- Work to be completed -
Repeat each entry exactly.

- Recorded data -
___

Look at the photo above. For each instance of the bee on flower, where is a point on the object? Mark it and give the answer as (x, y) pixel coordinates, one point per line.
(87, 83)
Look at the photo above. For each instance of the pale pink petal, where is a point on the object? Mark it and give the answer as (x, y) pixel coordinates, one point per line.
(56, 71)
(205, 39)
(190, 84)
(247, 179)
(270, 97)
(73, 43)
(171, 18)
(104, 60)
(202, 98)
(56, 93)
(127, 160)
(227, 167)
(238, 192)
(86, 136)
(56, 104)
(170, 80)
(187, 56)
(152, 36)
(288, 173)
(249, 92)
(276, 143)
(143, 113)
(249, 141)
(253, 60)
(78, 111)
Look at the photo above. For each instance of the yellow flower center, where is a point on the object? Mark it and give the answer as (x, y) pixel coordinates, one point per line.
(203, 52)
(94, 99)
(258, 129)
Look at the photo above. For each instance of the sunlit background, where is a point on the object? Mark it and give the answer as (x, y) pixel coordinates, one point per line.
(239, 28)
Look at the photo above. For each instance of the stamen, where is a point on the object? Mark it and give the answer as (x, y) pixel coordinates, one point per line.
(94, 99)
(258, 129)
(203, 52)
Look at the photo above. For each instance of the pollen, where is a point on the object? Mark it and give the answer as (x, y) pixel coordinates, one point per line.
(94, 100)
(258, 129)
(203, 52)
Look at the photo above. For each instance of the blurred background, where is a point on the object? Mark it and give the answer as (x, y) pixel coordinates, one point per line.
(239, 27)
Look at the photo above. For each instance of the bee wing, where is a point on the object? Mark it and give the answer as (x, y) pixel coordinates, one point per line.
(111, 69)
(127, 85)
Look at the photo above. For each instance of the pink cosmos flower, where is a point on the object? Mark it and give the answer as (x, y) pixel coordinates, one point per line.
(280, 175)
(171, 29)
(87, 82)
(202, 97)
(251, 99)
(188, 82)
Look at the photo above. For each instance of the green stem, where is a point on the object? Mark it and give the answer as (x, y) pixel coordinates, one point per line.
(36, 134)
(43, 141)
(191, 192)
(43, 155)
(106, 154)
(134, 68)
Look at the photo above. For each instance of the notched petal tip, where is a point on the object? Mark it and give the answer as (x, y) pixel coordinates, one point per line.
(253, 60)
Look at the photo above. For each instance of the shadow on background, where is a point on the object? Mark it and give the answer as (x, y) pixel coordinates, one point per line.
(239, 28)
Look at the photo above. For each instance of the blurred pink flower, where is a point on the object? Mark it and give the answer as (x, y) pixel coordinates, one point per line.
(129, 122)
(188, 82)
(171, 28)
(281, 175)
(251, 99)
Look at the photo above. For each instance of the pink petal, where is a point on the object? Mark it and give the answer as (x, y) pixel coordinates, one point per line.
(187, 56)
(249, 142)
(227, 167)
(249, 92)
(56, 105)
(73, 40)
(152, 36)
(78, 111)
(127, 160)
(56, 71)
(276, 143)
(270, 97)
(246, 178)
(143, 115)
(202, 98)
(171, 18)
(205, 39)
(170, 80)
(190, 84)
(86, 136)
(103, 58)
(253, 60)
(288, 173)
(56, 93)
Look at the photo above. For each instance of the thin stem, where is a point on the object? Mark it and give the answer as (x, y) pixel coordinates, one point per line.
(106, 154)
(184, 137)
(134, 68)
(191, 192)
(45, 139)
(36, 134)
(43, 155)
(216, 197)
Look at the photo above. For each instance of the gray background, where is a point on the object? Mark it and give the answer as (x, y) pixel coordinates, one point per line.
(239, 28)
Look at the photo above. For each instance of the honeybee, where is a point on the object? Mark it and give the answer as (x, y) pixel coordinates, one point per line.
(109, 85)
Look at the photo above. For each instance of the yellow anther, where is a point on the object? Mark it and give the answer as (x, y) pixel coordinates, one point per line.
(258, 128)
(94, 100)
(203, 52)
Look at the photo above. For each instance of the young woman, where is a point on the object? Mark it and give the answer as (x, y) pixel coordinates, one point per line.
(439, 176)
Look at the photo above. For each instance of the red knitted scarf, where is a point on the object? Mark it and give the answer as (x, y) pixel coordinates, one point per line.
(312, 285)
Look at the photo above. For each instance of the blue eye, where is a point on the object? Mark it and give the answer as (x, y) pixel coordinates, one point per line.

___

- Reply to the task -
Look at the photo above. For each instance of the bee on flower, where is a point on the object? Mark it and give the answer as (x, y) pixel coordinates, one point per line.
(87, 83)
Look at the photo above. For each instance of the pale pink petal, where is a point on the object? Mark it and give the answer as (x, y) pixel coordinates, one point per line.
(56, 71)
(205, 39)
(190, 84)
(247, 179)
(270, 97)
(73, 43)
(171, 18)
(104, 60)
(202, 98)
(56, 93)
(127, 160)
(227, 167)
(238, 192)
(86, 136)
(56, 104)
(170, 80)
(187, 56)
(152, 36)
(288, 173)
(249, 92)
(276, 143)
(143, 113)
(249, 141)
(253, 60)
(78, 111)
Look at the photo above. For each instance of the yellow flower center, where is a point on the object? Mark it and give the answer as (x, y) pixel coordinates, one point per line.
(203, 52)
(94, 99)
(258, 129)
Look at the photo above. For each instance of the sunlit background, where is a point on the object? Mark it and give the answer as (x, y) pixel coordinates, one point per line.
(239, 28)
Look at the photo above. For each instance of the stamen, where is a point on the object? Mark it and give the answer as (x, y) pixel coordinates, one point per line.
(94, 99)
(258, 129)
(203, 52)
Look at the photo above. For each instance of the pollen, where is a point on the object? Mark it and give the answer as (x, y) pixel coordinates, one point per line.
(94, 100)
(258, 129)
(203, 52)
Look at the photo above. For each instance of the blurred background, where is a point on the object? Mark it and give the answer as (x, y) pixel coordinates, one point per line.
(239, 27)
Look at the photo above. For each instance of the bee wing, where is a point on the object? Mark it and give the answer as (x, y) pixel coordinates, one point per line.
(111, 69)
(127, 85)
Look at the photo above. For each instance of the pink cosmos flower, where is a point on the object? Mark it and give the answer as (x, y) pixel coordinates, one point per line.
(280, 175)
(171, 29)
(87, 82)
(202, 97)
(251, 99)
(188, 82)
Look at the photo above. For each instance of the green stem, where is a point on the object? Mark it and give the answer as (x, y) pixel coordinates, one point per line.
(36, 134)
(43, 141)
(191, 192)
(43, 155)
(106, 154)
(134, 68)
Look at the photo above. For each instance of the notched petal tip, where is a point on the object? Mark it and give the answer as (x, y) pixel coordinates, one point per line.
(253, 60)
Look at the photo above. For each instance of the shadow on background, where is a point on the object? Mark it and give the answer as (x, y) pixel coordinates, one point per line.
(239, 28)
Look at the photo above. For each instance of the blurred pink flower, where is a point on the object? Mark it and give the answer as (x, y) pixel coordinates, one point per line.
(129, 122)
(188, 82)
(171, 28)
(281, 175)
(251, 99)
Look at the photo above. For each instance of the pink petal, where is a point on the object? Mark it and give the answer as (x, y) pixel coordinates, one point per line.
(187, 56)
(249, 142)
(227, 167)
(249, 92)
(56, 105)
(73, 40)
(152, 36)
(78, 111)
(127, 160)
(56, 71)
(276, 143)
(270, 97)
(246, 178)
(143, 115)
(202, 98)
(171, 18)
(205, 39)
(170, 80)
(190, 84)
(86, 136)
(103, 58)
(253, 60)
(288, 173)
(56, 93)
Look at the photo above. For each instance of the thin stem, where is a point on the object? Mark it and give the answer as (x, y) pixel coordinates, one point per line.
(106, 154)
(184, 137)
(134, 68)
(191, 192)
(45, 139)
(36, 134)
(43, 155)
(216, 197)
Look at the photo above. For each instance of the gray background, where is a point on the object? Mark it and give the answer as (x, y) pixel coordinates, one point per line.
(239, 28)
Look at the photo above. For each instance of the honeybee, where is a point on the object? Mark it and give the answer as (x, y) pixel coordinates, one point per line.
(109, 85)
Look at the photo above. For each instance of the yellow anther, where is a point on the object? Mark it and give the answer as (x, y) pixel coordinates, one point per line.
(258, 128)
(94, 100)
(203, 52)
Look at the photo above. For each instance of the young woman, where is a point on the object? Mark it and give the answer as (x, y) pixel coordinates, one point per line.
(439, 176)
Look at the photo above. For each instance of the red knitted scarf, where is a point on the object? Mark it and give the answer as (x, y) pixel coordinates, one point per line.
(312, 285)
Look at the photo above. For each instance of the blue eye, where is a point on the object? Mark it and give the answer as (x, y) pixel coordinates, one point per line.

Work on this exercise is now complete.